→ Text excerpt
________
Here’s a moment I like from my meditation period. My therapist was a meditator, and one time she heard out my thoughts on the subject. Then she said I was right, so the memory has stayed with me. My theme was how the mind crumples when one practices self-deception. Parts of what the person knows, of what they’re aware of, get folded out of sight. For example, Jerry Seinfeld’s joke about “Night Guy” and “Morning Guy,” which applies very well to my bedtime habits. Me-tonight and me-tomorrow are the same person, but I always forget that. I fold away our connection.

When paper is crumpled, one bit of the paper suddenly abuts another. In between them is a lot more paper, but that paper has been pushed out of sight. To continue my metaphor: one bit of the paper is me at 11 p.m., wondering how much more to watch of a movie; the other bit is me at nine a.m., listening to an alarm because I have to be someplace. My head at 11 p.m. contains both of these moments, the actual and the prospective. But in between them there’s nothing, not as far as my head is concerned. When I plan my going to bed and my getting up, I factor out that I’m the person who will be doing both. Really, I factor myself out.

That shows a kind of infirmity at the base of the spirit, I would think. On the other hand, there’re plenty of people making the same mistake. Get through a day and you see how people lie to themselves. Their mind senses something, but that thing is not allowed in the front of the brain, the zone where things are recognized. Their mind must contain the unacknowledged item, and also the belief that the item doesn’t exist. Parts of the brain are cut off from each other. More parts are cut off as more lies are taken on. Self-awareness gets creased here and here and here. We're back to the crumpled paper; that’s the self a lot of us wind up with.

Meditation uncrumples. What was folded away is brought back; what was bunched up is smoothed out. Points find their proper relation to each other, and this relation takes into account the whole. The sheet of paper is spread on the table. The person entire comes into view.

Neil Gaiman wrote a graphic novel (A Game of You) involving a creature that picked through people’s psyches. “They divide themselves up into such complex puzzles,” said the creature, musing on our ways. Our approach does seem odd, and I think I pursue it more than most people. My bedtime habits are a mere aspect of the problem; the ground rules of my existence are written along the same goofy lines. I wish I could switch to the better approach; so far I haven’t. I’m folded, not whole. Really, I’m crumpled. My back hurts and so does my spirit, and I wish I could stop being a fool. But I do have the memory of being right. When I told my therapist about the crumpled paper, she said I had got it. She was a patient and kind-hearted woman, and she was a meditator. Maybe there’s something to it.
________
Saved entries:
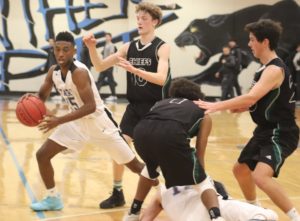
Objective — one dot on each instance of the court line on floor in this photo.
(86, 214)
(21, 173)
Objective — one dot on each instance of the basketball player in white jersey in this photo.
(146, 61)
(88, 120)
(182, 203)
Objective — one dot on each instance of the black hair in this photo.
(184, 88)
(65, 36)
(266, 29)
(108, 33)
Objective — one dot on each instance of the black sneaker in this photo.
(115, 200)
________
→ Work required
Which Neil Gaiman graphic novel does the essay on crumpled paper mention? The records aren't needed here.

→ Response box
A Game of You